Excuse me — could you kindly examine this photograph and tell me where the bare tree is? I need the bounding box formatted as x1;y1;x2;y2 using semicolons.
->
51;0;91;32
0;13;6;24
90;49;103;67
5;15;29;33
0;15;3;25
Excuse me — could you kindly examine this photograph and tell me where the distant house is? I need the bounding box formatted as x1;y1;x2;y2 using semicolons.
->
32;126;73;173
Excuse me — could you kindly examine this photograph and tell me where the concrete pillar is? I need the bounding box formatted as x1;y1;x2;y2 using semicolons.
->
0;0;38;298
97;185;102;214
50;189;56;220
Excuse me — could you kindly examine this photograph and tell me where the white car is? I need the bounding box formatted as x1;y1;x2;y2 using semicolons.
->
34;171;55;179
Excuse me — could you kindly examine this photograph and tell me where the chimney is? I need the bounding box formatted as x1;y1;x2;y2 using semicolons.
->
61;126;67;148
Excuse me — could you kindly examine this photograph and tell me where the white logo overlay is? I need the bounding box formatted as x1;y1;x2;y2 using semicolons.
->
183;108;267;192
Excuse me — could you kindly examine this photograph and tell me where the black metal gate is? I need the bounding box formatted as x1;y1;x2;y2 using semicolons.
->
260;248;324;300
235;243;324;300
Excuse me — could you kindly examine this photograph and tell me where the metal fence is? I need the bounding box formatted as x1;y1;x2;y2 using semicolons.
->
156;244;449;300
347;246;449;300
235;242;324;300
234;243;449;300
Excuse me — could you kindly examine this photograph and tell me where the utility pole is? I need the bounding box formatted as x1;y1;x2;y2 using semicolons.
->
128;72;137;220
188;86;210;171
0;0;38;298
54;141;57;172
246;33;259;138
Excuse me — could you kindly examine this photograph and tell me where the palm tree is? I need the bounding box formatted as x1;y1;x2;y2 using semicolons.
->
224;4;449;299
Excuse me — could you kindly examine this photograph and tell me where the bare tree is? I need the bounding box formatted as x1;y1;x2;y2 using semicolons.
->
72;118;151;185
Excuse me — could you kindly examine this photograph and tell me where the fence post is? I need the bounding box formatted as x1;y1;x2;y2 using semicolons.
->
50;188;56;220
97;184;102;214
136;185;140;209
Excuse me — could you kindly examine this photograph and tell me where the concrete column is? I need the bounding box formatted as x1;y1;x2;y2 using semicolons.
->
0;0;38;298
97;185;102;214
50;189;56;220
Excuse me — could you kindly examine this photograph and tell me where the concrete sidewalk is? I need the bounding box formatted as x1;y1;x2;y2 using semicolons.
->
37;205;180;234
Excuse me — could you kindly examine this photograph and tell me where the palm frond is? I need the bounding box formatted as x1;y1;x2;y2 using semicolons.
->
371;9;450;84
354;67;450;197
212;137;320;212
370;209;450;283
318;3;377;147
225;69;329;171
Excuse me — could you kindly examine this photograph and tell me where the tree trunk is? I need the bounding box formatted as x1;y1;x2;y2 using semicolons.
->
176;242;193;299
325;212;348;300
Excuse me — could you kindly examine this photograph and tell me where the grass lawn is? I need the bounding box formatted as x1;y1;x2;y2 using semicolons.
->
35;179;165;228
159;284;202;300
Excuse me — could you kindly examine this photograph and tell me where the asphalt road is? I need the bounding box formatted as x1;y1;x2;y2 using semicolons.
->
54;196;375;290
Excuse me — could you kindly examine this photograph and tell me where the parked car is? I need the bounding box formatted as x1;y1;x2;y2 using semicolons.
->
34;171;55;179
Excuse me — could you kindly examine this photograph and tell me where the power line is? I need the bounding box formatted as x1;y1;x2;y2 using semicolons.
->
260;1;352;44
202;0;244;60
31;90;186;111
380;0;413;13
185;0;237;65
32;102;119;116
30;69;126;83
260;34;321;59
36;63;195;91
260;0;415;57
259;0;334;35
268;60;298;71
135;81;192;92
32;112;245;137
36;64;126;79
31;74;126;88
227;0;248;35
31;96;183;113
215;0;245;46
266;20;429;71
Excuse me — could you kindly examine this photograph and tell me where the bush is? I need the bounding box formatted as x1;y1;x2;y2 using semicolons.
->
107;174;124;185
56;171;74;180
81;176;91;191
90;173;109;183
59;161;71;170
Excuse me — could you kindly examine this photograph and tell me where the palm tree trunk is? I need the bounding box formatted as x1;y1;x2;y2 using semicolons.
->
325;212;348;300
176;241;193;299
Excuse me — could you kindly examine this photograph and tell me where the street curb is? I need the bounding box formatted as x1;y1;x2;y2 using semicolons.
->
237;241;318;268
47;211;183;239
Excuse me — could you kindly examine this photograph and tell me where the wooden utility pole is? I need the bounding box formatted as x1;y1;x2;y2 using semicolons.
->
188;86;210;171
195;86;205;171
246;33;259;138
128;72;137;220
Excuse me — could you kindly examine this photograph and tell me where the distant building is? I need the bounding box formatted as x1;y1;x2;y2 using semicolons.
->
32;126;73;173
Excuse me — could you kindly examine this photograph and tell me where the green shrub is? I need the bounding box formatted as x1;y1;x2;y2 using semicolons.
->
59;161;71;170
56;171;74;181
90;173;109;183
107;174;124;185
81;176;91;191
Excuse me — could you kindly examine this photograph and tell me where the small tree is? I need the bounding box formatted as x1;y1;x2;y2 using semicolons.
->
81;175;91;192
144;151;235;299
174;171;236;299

____

In the data above, copy every line where the string "trunk" appears.

(Task output)
Excuse me — could you kindly examine this photograph and tell me where the tree trunk is? I need the bounding box formatted as x1;y1;x2;y2 using semicolons.
Excuse me — could you kindly examine this photograph and tell me where the palm tree trunk is? I need the bounding box formatted as x1;y1;x2;y2 using semicolons.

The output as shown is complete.